[TEXT SECTION]
To move into secure attachment we need to show up and be around people who show up for us in ‘extraordinary ways.’ Frankly, I hate having to say it that way. The truth is I seek to normalize the belief that showing up isn’t extraordinary we are just out of practice. The very act of showing up allows for people to build safety, they creating opportunities for people to be seen and validated, and teaching approaches to soothing so they can do those things for themselves in a secure way. (I’ll illustrate this further in future posts.)

We give people everything because we believe they require something of us in order for us to be worthy of their love, in order for them to want to give their love to us

Since childhood is where we form those core beliefs that shape our adulthood, maybe our deep values that we’ve just assumed are about the depravity that we have felt. We never readily made a connection between what we beleive about ourselves, our values, and what how we are hoping to live. We abandon ourselves because if we carry core beliefs we are not in alignment with then theres no need to be in this body. This is not my life we say. Instead we avoid the value that might be directing our course unconsciously. And this value is high on the priority list. Higher than the ones we might believe direct our lives. We dissociate because of the incongruence in ourselves.

…I want someone to love me (that one is a bigger value that arises without your consent)

…I need to be needed

…I want to be validated

…I want to be seen as successful and receive approval. 

The truth is here is where ego takes over. We judge others based on the moral standard and imperative is that we have created. We are forcing others into the very shackles we have struggle to free ourselves from. An interesting note here, the anchor isn’t what keeps a boat in place it’s the chain spread out over the bottom of the sea. We are then weighed down by the many repetitive experiences that were part of our reality. We use these easy set of ideals and values to drive our life. Sometimes when we wake up to the fact that we are not living our life but someone else’s, by way of values we don’t agree with, we resist and rebel from anything that seems conditional. Yet we quickly learn that seemingly so many things are conditional.

Stop taking the bait by following the norm:

Stop abandoning yourself for the sake of showing up to me in ways that don’t serve either of us. I need to own what is mine and you need to own what is yours and only from that place of equality can we build something. If I ward away my responsibility and my truth and stay small and others have to go searching fo us then time is wasted and our truth is squandered 

Stop focusing on conditions and focus on your needs. If your needs are not met then establish expectations, boundaries, or end the connection. Find ways to thrive and to live your truth without pushing to make someone else relevant or worthy. Your life is not meant to make others feel special. Thats a cop-out to you and to them. Your life is meant to share your love from where you are while respecting others from where they are.

Stop playing into victimhood and into a drama about content never really do we stop to realize that the context of our story and how we frame it is everything. If we frame it in the context of pain, or of scarcity, or of the outcome that we are craving then there’s really little opportunity for success or satisfaction. Lean into the surrender of not being able to control where you love goes or how it is received. It just is. 

Learning to Receive:

Sometimes we are not ready to love big and often I think it important first to get better at receiving. How do you receive? Are you ashamed when someone compliments you or celebrates you?

[Referring expression data]
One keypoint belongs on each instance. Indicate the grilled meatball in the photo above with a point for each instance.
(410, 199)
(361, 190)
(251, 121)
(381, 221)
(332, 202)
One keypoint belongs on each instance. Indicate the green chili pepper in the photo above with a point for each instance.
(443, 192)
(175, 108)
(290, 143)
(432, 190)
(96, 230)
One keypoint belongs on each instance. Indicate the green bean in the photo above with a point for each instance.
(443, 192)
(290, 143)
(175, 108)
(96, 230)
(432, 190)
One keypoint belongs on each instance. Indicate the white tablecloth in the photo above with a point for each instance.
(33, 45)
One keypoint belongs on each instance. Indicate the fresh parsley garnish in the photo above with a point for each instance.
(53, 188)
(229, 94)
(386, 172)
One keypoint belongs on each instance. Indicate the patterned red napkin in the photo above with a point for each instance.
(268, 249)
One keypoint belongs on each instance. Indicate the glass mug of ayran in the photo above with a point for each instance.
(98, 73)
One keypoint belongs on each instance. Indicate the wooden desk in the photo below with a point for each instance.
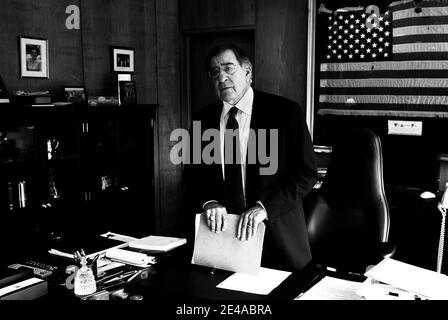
(176, 277)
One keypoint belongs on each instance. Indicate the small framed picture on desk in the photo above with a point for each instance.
(128, 93)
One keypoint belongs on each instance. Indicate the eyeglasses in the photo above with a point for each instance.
(228, 69)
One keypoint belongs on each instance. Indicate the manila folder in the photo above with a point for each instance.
(224, 250)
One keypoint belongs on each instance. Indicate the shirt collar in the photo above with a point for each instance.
(245, 104)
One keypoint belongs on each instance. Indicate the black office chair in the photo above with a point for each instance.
(348, 220)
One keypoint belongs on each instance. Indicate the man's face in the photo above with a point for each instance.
(230, 87)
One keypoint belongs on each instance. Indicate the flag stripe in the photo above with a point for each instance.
(385, 106)
(441, 84)
(421, 47)
(409, 15)
(409, 4)
(385, 65)
(415, 77)
(421, 56)
(421, 38)
(385, 99)
(393, 74)
(384, 113)
(399, 91)
(419, 29)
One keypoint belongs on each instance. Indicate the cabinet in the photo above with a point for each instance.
(75, 170)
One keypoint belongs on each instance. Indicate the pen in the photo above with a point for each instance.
(112, 275)
(127, 274)
(134, 276)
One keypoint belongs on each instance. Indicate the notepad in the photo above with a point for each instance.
(130, 257)
(157, 243)
(91, 246)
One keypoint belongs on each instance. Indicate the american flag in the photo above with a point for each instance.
(396, 61)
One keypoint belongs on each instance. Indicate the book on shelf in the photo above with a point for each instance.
(157, 243)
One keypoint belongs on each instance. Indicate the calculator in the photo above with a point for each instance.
(40, 269)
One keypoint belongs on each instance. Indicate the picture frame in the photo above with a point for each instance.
(76, 95)
(34, 57)
(128, 93)
(122, 59)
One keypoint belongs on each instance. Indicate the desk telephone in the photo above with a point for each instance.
(40, 269)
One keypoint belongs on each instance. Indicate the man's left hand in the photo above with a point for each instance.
(249, 220)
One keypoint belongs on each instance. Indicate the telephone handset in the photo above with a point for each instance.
(442, 206)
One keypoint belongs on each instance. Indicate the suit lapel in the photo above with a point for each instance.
(252, 169)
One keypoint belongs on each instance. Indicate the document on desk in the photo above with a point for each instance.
(224, 251)
(427, 283)
(330, 288)
(263, 283)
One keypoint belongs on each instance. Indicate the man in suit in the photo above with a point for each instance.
(227, 187)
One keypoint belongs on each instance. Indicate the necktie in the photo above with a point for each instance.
(232, 167)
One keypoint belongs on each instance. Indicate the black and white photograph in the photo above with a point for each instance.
(75, 95)
(128, 93)
(224, 159)
(33, 57)
(122, 59)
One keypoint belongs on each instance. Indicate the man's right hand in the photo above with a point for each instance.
(216, 216)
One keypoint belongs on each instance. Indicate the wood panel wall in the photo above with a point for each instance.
(217, 14)
(43, 19)
(281, 48)
(169, 113)
(81, 58)
(118, 23)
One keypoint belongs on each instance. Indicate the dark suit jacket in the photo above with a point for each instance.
(281, 193)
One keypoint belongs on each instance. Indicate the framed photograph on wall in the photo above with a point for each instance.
(122, 59)
(75, 95)
(34, 60)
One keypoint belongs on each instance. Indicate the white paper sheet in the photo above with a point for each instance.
(263, 283)
(224, 251)
(330, 288)
(427, 283)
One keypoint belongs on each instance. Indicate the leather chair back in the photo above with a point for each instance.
(349, 219)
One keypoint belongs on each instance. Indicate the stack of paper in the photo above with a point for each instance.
(224, 250)
(330, 288)
(157, 243)
(263, 283)
(129, 257)
(418, 282)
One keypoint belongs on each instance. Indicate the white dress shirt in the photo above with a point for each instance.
(243, 118)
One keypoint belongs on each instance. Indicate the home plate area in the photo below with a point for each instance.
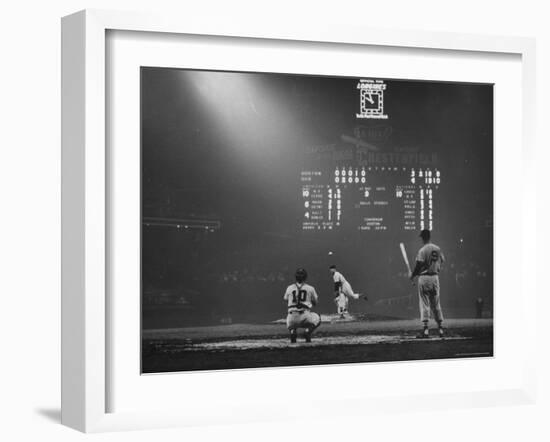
(274, 343)
(336, 341)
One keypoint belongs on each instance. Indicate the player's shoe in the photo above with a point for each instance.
(425, 334)
(293, 337)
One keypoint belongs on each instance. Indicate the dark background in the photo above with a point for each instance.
(221, 194)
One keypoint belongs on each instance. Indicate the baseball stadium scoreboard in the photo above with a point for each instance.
(369, 198)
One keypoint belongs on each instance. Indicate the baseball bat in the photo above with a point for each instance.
(404, 253)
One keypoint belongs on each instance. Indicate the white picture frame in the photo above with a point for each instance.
(85, 203)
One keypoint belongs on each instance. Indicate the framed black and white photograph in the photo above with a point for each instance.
(248, 208)
(280, 210)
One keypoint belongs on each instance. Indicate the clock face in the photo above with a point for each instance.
(371, 100)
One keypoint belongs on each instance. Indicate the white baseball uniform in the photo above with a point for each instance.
(431, 258)
(300, 300)
(344, 285)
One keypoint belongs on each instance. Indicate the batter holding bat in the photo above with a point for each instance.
(428, 265)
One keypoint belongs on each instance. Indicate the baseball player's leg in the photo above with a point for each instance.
(424, 306)
(311, 322)
(436, 307)
(342, 303)
(348, 291)
(292, 323)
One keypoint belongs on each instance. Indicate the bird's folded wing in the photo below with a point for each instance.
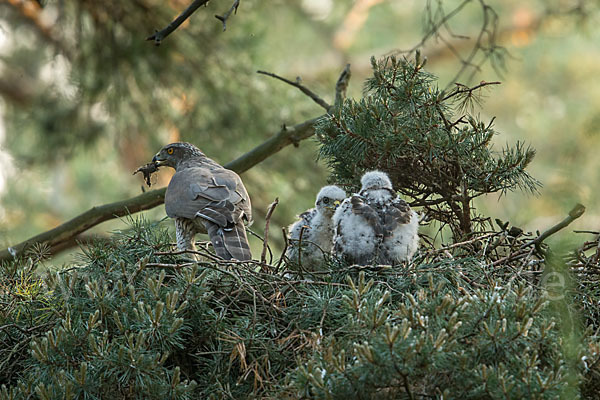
(360, 207)
(397, 213)
(197, 191)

[TO DO]
1 – Reproduce word for word the passage of the essay on secure attachment that begins at the words "Stop taking the" and stops after the words "where they are.".
2 – In the essay on secure attachment, what keeps a boat in place?
3 – Write what comes next in the essay on secure attachment, continuing from its last line.

[RESULTS IN ORDER]
1 –
Stop taking the bait by following the norm:

Stop abandoning yourself for the sake of showing up to me in ways that don’t serve either of us. I need to own what is mine and you need to own what is yours and only from that place of equality can we build something. If I ward away my responsibility and my truth and stay small and others have to go searching fo us then time is wasted and our truth is squandered 

Stop focusing on conditions and focus on your needs. If your needs are not met then establish expectations, boundaries, or end the connection. Find ways to thrive and to live your truth without pushing to make someone else relevant or worthy. Your life is not meant to make others feel special. Thats a cop-out to you and to them. Your life is meant to share your love from where you are while respecting others from where they are.

2 – The chain spread out over the bottom of the sea, not the anchor.

3 –
You don’t stop loving because others have stopped. This is what leaves the world idle and without hope. Hope is created by those who take a stand. Those people who dig in and believe in something larger than themselves. When we take a stand for what we believe we are practicing our values and able to illustrate for others what we envision. This is crucial as creating and propagating a new narrative of how to love is all of our responsibility. We all have that capacity.

  • So here’s to your unconditional love.

  • Here’s to rounding out your capacity to show up to yourself and to others.

  • Here’s to being more readily who you are and to finding out who that is daily.

How to listen versus how do we speak :

To love well we have to actively listen without listening through our filters and projections. If we aren’t listening and acknowledging ourselves then there’s no room for someone else. We get angry at the very idea of needing to listen. Stop running away from listening to yourself. What is still in need of healing? We are running away because it may be daunting. I often hear my clients say this is hard Francisco. I often reply back I know it is. I’ve been trying to do it. This is a practice not a destination you arrive at. It’s about direction and believing in the direction we’ve set ourselves out on. It’s not forcing an outcome for ourselves or others.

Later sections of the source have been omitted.